__TASK DETAILS__
Find each line in the listing below that contains the word "cloud", and copy those lines.

### DATASET

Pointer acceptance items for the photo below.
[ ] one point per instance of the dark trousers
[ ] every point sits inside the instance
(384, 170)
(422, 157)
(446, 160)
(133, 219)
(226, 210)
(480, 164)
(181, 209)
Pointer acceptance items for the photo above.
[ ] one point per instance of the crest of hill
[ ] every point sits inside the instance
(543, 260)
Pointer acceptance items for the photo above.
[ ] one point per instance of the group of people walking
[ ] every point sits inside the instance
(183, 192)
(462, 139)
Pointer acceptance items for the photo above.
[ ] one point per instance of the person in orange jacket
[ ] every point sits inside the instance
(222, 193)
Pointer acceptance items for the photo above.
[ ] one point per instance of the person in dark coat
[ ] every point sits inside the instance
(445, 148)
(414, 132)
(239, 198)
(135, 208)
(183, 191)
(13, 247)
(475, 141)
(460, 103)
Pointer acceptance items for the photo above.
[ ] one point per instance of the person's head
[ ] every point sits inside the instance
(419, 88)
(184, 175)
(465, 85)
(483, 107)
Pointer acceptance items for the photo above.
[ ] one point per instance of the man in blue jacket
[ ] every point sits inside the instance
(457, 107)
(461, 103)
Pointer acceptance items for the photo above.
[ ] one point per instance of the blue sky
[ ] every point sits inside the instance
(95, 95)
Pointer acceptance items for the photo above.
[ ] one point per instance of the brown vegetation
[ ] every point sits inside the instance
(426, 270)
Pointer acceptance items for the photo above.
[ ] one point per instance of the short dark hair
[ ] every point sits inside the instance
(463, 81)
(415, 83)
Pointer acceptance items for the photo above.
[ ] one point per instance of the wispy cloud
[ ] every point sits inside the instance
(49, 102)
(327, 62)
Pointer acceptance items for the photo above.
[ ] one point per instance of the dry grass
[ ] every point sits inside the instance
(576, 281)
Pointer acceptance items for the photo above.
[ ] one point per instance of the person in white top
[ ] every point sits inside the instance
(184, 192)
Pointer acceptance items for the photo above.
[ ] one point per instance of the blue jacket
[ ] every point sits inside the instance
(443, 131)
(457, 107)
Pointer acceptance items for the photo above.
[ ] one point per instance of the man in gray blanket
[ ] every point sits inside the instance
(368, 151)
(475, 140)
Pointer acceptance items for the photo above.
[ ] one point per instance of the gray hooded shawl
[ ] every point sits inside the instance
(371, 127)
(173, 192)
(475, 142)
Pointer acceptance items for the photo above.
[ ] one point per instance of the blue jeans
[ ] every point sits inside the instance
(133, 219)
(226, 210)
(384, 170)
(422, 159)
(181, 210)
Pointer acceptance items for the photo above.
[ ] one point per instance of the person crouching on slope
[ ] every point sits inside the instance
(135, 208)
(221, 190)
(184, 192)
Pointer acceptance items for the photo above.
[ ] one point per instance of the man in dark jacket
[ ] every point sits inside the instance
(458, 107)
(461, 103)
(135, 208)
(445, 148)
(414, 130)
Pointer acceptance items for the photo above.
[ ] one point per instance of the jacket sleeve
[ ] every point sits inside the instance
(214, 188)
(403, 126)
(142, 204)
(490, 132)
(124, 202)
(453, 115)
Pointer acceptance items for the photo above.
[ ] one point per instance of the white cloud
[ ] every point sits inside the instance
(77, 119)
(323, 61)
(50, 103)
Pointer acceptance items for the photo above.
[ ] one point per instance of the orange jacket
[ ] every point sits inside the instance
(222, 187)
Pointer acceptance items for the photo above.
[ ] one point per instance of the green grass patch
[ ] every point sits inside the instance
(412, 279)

######

__TASK OUTPUT__
[ ] one point per instance of the wispy cloud
[ ] one point per instance of the white cloud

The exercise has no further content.